> [Consignes]:
1 > D'après l'extrait sur le Sealand, à quel prix le prince Michael a-t-il mis le Sealand en vente en 2007 ?
2 > Prolongez le texte sur le Sealand en reprenant juste après sa dernière phrase.

> [Extrait choisi]:
----
En 2007, le prince Michael déclara la mise en vente du Sealand pour dix millions de livres (ce qui peut en effet paraître un peu excessif pour deux tours de béton et une plateforme d'environ 550m²), refusant toutefois de céder à l'offre copieuse des webmasters de Pirate Bay pour une question d'éthique.

Aujourd'hui, Roy Bates vit tranquillement en Espagne avec sa femme Joan ; le Sealand est toujours à vendre et pourra bientôt participer aux Jeux Olympiques des Micro-Nations, prévus en 2013.

Je me suis récemment entretenue avec le prince Michael Bates qui a repris le trône de son père en 1999, et semble passer ses journées à attendre une offre raisonnable pour vendre son territoire et s'enrichir en vendant des titres de noblesse aux roturiers. Il accorde peu d'interviews, mais quand il le fait, il semble mettre un point d'honneur à répondre le plus brièvement possible.

VICE : Quelles étaient les motivations de votre père quand il a pris possession du fort ?
----
> [Liste]:

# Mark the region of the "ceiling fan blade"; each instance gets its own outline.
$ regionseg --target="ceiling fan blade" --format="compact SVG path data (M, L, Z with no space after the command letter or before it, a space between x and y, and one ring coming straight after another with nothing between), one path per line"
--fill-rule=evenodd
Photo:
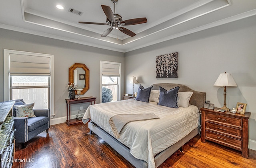
M141 18L124 20L121 21L121 23L120 23L120 24L121 25L129 25L144 23L147 23L147 22L148 20L146 18ZM124 23L124 24L123 24L123 23Z
M126 29L126 28L120 27L121 29L119 29L119 30L120 30L122 32L124 33L125 34L127 34L128 35L130 35L131 37L133 37L134 35L136 35L136 34L133 33L132 31L130 30Z
M108 34L110 33L110 32L111 32L111 31L112 31L112 30L113 30L113 28L112 27L110 27L108 29L107 29L106 31L104 31L104 33L102 33L102 34L101 35L101 37L106 37L106 36L107 36L108 35Z
M107 23L101 23L86 22L86 21L78 21L78 23L80 23L91 24L92 25L108 25Z
M114 23L116 21L116 19L115 19L115 16L110 7L103 5L101 5L101 7L107 18L108 18L109 20L112 21L112 22Z

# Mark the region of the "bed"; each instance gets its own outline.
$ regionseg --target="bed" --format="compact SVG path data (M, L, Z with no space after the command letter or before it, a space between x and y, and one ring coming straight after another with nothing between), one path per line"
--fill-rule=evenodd
M82 119L84 123L90 121L90 133L97 135L137 168L157 167L198 134L200 129L199 109L203 106L205 92L179 84L151 86L154 91L160 86L167 90L179 86L179 92L192 92L188 107L175 109L159 105L154 101L130 99L91 105ZM123 127L120 137L113 133L109 122L112 117L142 113L154 113L159 119L130 122Z

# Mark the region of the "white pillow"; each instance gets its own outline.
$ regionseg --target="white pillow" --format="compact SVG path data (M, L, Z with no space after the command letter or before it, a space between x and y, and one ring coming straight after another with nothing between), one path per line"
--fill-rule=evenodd
M178 106L182 107L188 107L189 100L193 92L179 92L178 93Z
M158 103L159 101L159 95L160 91L159 90L151 90L150 94L149 96L149 101Z
M33 103L31 104L14 105L13 107L16 109L16 117L28 118L36 117L33 111L34 104L35 103Z

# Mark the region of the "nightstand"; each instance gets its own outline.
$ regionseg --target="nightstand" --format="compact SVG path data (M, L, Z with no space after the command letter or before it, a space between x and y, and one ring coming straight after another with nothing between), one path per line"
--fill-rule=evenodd
M122 95L122 99L123 100L127 100L127 99L134 99L134 98L136 98L136 96L126 96L125 95Z
M248 158L249 118L251 113L244 114L202 108L202 142L214 142L241 151Z

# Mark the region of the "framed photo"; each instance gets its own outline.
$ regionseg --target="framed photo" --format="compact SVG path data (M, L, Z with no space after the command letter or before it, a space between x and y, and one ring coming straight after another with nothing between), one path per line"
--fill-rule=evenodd
M244 114L245 109L246 108L247 104L245 103L239 103L236 104L236 112L240 114Z
M79 79L80 80L84 80L85 74L79 74Z
M156 78L178 78L178 53L156 57Z

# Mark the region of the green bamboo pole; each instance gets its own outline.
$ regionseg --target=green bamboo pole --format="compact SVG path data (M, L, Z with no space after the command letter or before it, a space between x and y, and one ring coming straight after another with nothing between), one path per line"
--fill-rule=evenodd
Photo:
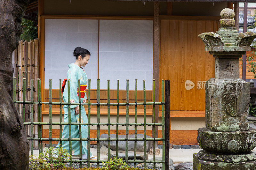
M30 122L24 122L23 123L24 125L30 125L31 124L31 123ZM49 122L33 122L33 124L34 125L49 125L50 123ZM79 125L81 124L82 126L87 126L90 125L91 126L97 126L99 125L100 126L108 126L108 123L91 123L89 124L88 123L81 123L78 122L71 122L70 124L71 125ZM68 125L68 122L52 122L52 125ZM156 126L162 126L162 123L146 123L144 124L143 123L129 123L128 124L126 124L125 123L110 123L110 126L126 126L128 125L129 126L144 126L145 124L146 126L153 126L155 125ZM161 138L162 139L162 138ZM153 139L153 138L152 138ZM60 139L59 138L59 141ZM107 140L106 141L108 141Z
M81 102L81 92L80 89L80 79L78 79L78 100L79 103ZM81 123L81 105L79 105L79 122ZM82 138L82 128L81 125L79 125L79 138L81 139ZM79 159L82 159L82 141L80 140L79 142ZM79 168L82 168L82 163L79 163Z
M41 79L38 78L37 79L37 99L38 99L38 121L39 122L42 122L42 99L41 98ZM43 130L42 129L42 125L38 125L38 138L41 139L42 138L43 134ZM40 140L38 141L38 148L39 152L40 154L43 152L43 142Z
M15 103L16 102L16 78L13 78L13 82L12 86L12 100L13 100L13 102Z
M129 103L129 80L126 80L126 103ZM129 123L129 106L126 106L126 124ZM125 139L127 140L129 138L129 126L127 124L126 125ZM128 141L125 141L125 162L128 162Z
M38 103L37 106L37 121L38 122L40 122L40 97L39 95L40 90L39 88L40 87L39 85L39 79L37 79L37 100L38 102ZM38 127L37 128L38 129L38 137L39 138L40 138L40 125L38 124ZM38 142L38 153L40 154L41 152L41 147L40 146L41 144L40 143L40 141L39 141Z
M68 101L70 102L70 80L68 80ZM72 146L71 143L71 115L70 105L68 107L68 141L69 142L69 154L72 155ZM72 160L72 157L70 157L70 160ZM70 166L72 166L72 162L70 162Z
M49 80L49 138L50 141L49 142L49 145L50 147L52 146L52 142L51 139L52 138L52 79Z
M32 102L31 101L16 101L15 102L17 104L43 104L43 105L48 105L49 104L49 102L45 102L44 101L40 101L40 102L38 101L34 101ZM127 104L126 103L110 103L109 105L110 106L126 106L128 105L129 106L135 106L135 105L161 105L162 104L161 102L156 102L154 103L153 102L147 102L146 103L144 103L143 102L138 102L137 103L129 103ZM52 105L78 105L81 104L81 106L87 106L88 105L88 103L70 103L68 102L61 102L60 103L60 102L52 102ZM108 106L108 103L91 103L90 105L92 106Z
M60 79L60 122L62 122L62 110L61 109L61 79ZM62 137L62 125L61 124L60 125L60 139ZM62 142L61 141L60 141L60 145L61 147L62 147Z
M146 169L146 158L147 156L147 153L146 152L146 82L145 80L143 80L143 98L144 99L144 109L143 109L143 117L144 117L144 167Z
M155 102L155 80L153 80L153 102ZM155 117L155 105L153 105L153 123L156 123L156 117ZM153 125L153 138L156 138L156 125ZM156 141L153 141L153 160L156 160ZM153 169L156 169L156 163L153 164Z
M163 138L163 153L162 159L163 162L162 169L165 169L165 163L164 161L165 159L165 142L164 142L164 80L162 80L162 138Z
M100 100L100 79L97 79L97 103L99 103ZM100 105L97 105L97 123L100 122ZM100 125L97 125L97 138L100 138ZM97 160L100 160L100 142L97 141ZM97 167L100 167L100 163L97 162Z
M36 138L34 137L34 138L32 138L31 137L27 137L27 139L28 140L32 140L32 139L34 139L34 140L40 140L42 141L49 141L50 140L50 138L38 138L38 137ZM80 140L81 140L82 141L88 141L89 140L90 140L91 141L108 141L108 139L107 138L100 138L99 139L98 139L97 138L91 138L90 139L89 139L88 138L82 138L82 139L80 139L80 138L72 138L71 139L71 141L80 141ZM145 141L153 141L154 140L156 141L162 141L163 140L163 138L162 137L158 137L158 138L146 138L146 139L144 139L144 138L137 138L135 139L134 138L130 138L128 139L127 140L126 138L118 138L118 141L126 141L128 140L128 141L144 141L144 140ZM52 141L60 141L60 138L52 138ZM62 138L61 139L61 141L69 141L69 139L68 138ZM110 138L110 141L116 141L117 140L117 139L116 138Z
M16 84L16 80L15 80L15 84ZM34 88L34 79L31 79L31 101L34 101L34 96L33 94L34 93L34 91L33 89ZM14 91L14 89L15 89L15 93L16 94L16 87L15 87L15 89L13 89L13 90ZM15 99L16 99L16 96L15 96ZM34 141L33 140L33 137L34 136L34 133L33 132L33 130L34 128L34 126L33 125L33 121L34 121L34 117L33 116L33 110L34 110L33 108L33 106L34 105L33 104L31 104L31 110L30 110L30 121L31 122L31 125L30 126L30 136L31 136L31 137L32 138L32 139L30 142L30 150L31 150L31 155L32 157L32 158L33 158L33 148L34 148Z
M116 96L117 102L117 103L119 103L119 80L117 80L117 96ZM116 156L118 157L118 123L119 122L119 105L117 105L116 106L116 123L118 123L116 125Z
M108 80L108 103L110 103L109 94L109 80ZM108 105L108 160L110 159L110 106Z
M137 84L138 84L138 79L135 79L135 102L137 102ZM137 105L135 105L134 109L134 122L137 123ZM134 126L134 137L135 139L137 138L137 126ZM134 142L134 160L137 159L137 141ZM134 162L134 167L136 168L136 162Z
M91 137L91 126L90 124L91 123L91 79L88 79L88 138L90 138ZM87 142L87 158L90 158L90 140L88 140ZM87 166L88 168L90 167L90 158L89 161L87 163Z
M23 79L23 89L22 89L22 94L23 95L23 98L22 98L22 101L26 101L26 79ZM25 104L23 103L22 105L22 119L23 120L23 122L25 122L25 119L26 117L26 106ZM24 126L25 127L25 126Z

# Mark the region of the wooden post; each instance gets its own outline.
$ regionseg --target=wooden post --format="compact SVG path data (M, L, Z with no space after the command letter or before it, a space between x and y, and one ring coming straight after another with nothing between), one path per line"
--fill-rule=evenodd
M158 101L159 97L159 2L154 2L154 20L153 33L153 79L156 80L155 100ZM155 120L158 122L158 105L155 107ZM154 119L154 118L152 118ZM156 127L156 137L158 137L158 126ZM152 136L153 136L153 127L152 127ZM156 148L158 143L156 142Z
M247 32L247 2L244 4L244 32ZM246 73L246 53L243 55L242 79L245 81Z
M172 15L172 2L167 2L167 15Z
M170 137L170 80L164 80L164 140L165 170L169 169Z
M234 3L234 11L235 11L235 27L238 31L239 26L239 3L238 2Z

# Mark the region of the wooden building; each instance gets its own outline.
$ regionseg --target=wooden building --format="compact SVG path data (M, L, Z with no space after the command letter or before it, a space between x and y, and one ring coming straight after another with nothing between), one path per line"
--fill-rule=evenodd
M110 80L111 102L116 101L117 79L120 80L123 101L125 99L125 81L130 80L131 102L134 100L135 78L138 79L139 100L143 99L142 80L146 79L147 101L152 100L153 79L157 88L161 87L158 85L161 80L170 79L170 143L197 144L197 129L205 126L204 83L215 75L214 60L205 52L198 35L216 32L220 11L233 6L232 3L224 2L39 0L42 98L48 101L48 79L52 79L53 101L59 101L59 79L65 78L67 64L75 62L73 51L79 46L92 53L84 68L92 80L92 102L96 101L97 78L100 79L101 102L104 102L107 79ZM188 80L194 86L186 90ZM101 108L101 122L107 121L106 108ZM111 122L115 122L116 108L111 108ZM143 122L142 108L138 107L138 122ZM45 106L43 109L43 121L47 122L48 108ZM59 111L58 106L53 107L53 122L59 121ZM129 111L129 121L134 122L132 107ZM124 107L120 108L119 122L125 121L125 112ZM91 114L91 122L96 122L96 107L92 107ZM151 107L147 107L147 121L152 122ZM48 137L49 127L43 128L43 137ZM107 127L102 128L100 133L107 133ZM138 133L142 133L143 129L138 128ZM59 126L53 125L53 137L58 137ZM96 135L96 127L91 129L91 135ZM147 135L151 135L151 129L147 127ZM134 133L134 129L129 127L129 133ZM125 134L125 127L120 127L119 131ZM115 127L111 132L116 133ZM161 136L160 130L158 132Z

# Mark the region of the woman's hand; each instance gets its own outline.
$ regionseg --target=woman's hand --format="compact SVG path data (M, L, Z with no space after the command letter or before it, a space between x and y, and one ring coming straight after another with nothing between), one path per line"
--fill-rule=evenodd
M84 99L84 100L83 100L83 102L86 103L86 99ZM78 106L75 108L75 114L76 115L77 115L78 114L79 114L79 106Z
M75 108L75 115L77 115L79 114L79 106L78 106Z

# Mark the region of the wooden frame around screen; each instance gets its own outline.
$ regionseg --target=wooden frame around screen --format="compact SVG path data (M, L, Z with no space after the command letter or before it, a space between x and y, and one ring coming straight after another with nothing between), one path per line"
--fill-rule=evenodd
M220 18L220 17L215 16L160 16L160 20L209 20L217 21ZM41 79L41 88L42 89L42 101L45 100L45 89L44 89L44 32L45 19L113 19L126 20L153 20L153 16L83 16L83 15L41 15L40 17L41 21L41 31L40 33L41 43L40 44L40 58L39 60L40 77ZM218 25L216 24L216 29ZM99 31L98 31L99 32ZM99 37L98 37L99 38ZM160 47L159 47L160 48ZM214 65L214 63L213 63ZM43 67L42 67L42 66ZM159 93L159 95L160 94ZM160 99L160 98L159 98ZM43 107L43 110L45 110L44 106ZM171 111L171 117L203 117L204 114L201 111Z
M40 67L39 69L39 75L41 78L41 98L42 101L45 100L45 89L44 88L44 33L45 20L45 19L113 19L122 20L153 20L153 17L144 16L83 16L83 15L41 15L40 17L41 21L41 31L39 33L40 35L41 43L40 44L40 58L39 64ZM99 33L99 29L98 30ZM99 38L98 37L98 38ZM99 42L98 42L99 43ZM98 46L98 59L99 60L99 46ZM98 62L99 64L99 62ZM42 67L43 66L43 67ZM99 71L99 68L98 68ZM98 73L99 76L99 73ZM45 109L44 105L43 105L42 109Z

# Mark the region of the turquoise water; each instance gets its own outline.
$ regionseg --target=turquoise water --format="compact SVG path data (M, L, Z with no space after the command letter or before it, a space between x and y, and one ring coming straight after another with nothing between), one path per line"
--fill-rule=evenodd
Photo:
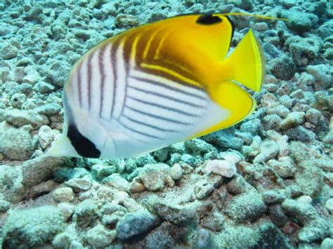
M82 55L131 28L212 13L275 18L230 16L228 55L252 29L265 60L253 114L135 158L46 155ZM329 1L0 2L2 248L333 248L332 15ZM98 135L79 144L91 152Z

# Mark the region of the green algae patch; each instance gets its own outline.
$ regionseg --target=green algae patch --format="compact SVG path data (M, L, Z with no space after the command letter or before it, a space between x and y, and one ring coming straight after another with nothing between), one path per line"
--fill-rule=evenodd
M3 229L4 248L26 248L51 242L65 229L60 210L46 206L13 212Z

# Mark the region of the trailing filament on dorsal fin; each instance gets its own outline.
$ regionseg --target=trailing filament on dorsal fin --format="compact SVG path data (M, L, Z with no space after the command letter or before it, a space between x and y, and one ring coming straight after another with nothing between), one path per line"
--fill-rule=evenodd
M266 15L256 15L256 14L250 14L250 13L239 13L239 12L227 13L223 13L221 15L227 15L227 16L245 15L245 16L249 16L249 17L256 18L261 18L261 19L280 20L285 21L285 22L288 22L289 20L289 19L286 19L286 18L275 18L275 17L273 17L273 16L266 16Z

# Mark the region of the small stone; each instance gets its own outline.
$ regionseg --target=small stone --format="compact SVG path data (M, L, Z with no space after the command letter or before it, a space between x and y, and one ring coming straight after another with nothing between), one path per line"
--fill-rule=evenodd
----
> [Réponses]:
1 > Dix millions de livres.

2 >
​Prince Michael Bates : À l'origine, il cherchait juste un endroit pour tenir sa radio pirate, c'est après que tout a pris des proportions énormes.

Énormes, comment ça ?
​J'essaie actuellement de lever des fonds pour financer un film sur l'histoire du Sealand, et on voudrait fabriquer nos pièces nous-mêmes. Nos activités se résument à faire de la place pour ça et à assurer la maintenance. On vend aussi des titres de noblesse pour anoblir - et accessoirement remercier les généreux donateurs qui nous soutiennent. En réalité, nos journées sont tout à fait similaires à celles des autres occidentaux.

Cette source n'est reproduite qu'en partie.